═════ TASK MATERIAL
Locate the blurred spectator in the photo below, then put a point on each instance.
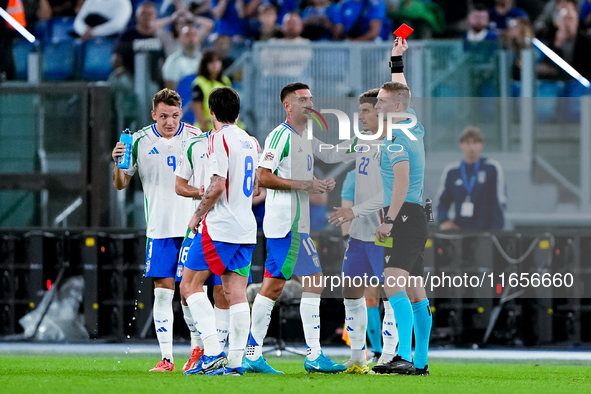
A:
(281, 60)
(475, 186)
(545, 23)
(570, 43)
(586, 15)
(322, 21)
(518, 36)
(363, 19)
(502, 12)
(479, 41)
(229, 16)
(123, 59)
(284, 7)
(425, 16)
(209, 77)
(268, 19)
(185, 61)
(169, 37)
(102, 18)
(478, 20)
(56, 8)
(222, 45)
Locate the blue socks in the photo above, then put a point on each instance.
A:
(403, 312)
(374, 328)
(422, 325)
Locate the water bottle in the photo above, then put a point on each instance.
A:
(123, 162)
(429, 210)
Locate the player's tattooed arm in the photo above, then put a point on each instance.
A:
(211, 196)
(271, 181)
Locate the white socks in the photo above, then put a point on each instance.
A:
(163, 318)
(195, 337)
(356, 326)
(310, 313)
(222, 321)
(202, 312)
(239, 328)
(389, 332)
(261, 317)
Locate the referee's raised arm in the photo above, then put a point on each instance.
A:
(396, 65)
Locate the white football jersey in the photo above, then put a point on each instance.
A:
(232, 154)
(290, 156)
(368, 179)
(193, 164)
(155, 158)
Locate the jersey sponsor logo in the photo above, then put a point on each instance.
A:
(269, 157)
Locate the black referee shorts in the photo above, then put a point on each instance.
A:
(409, 234)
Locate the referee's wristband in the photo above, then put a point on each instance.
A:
(396, 64)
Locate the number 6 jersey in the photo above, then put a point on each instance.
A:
(156, 158)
══════════
### WHAT YOU HAVE TO DO
Return the final stretch of the listing exactly, starting with the line that contains "Locate the white football" and ending with the last line.

### TASK ANSWER
Locate the white football jersey in the photo above, then put a point on each instance.
A:
(232, 154)
(290, 156)
(368, 179)
(193, 164)
(155, 158)
Locate the jersey sponsor logo in the photo above, then put a point on each instance.
A:
(269, 157)
Locate the black referee shorts in the photo above, then put a point on each instance.
A:
(409, 234)
Locate the referee's wristband in the photo above, then put a point on each instance.
A:
(396, 64)
Locate the number 6 jersey in the photo above, then put a point on each instance.
A:
(156, 158)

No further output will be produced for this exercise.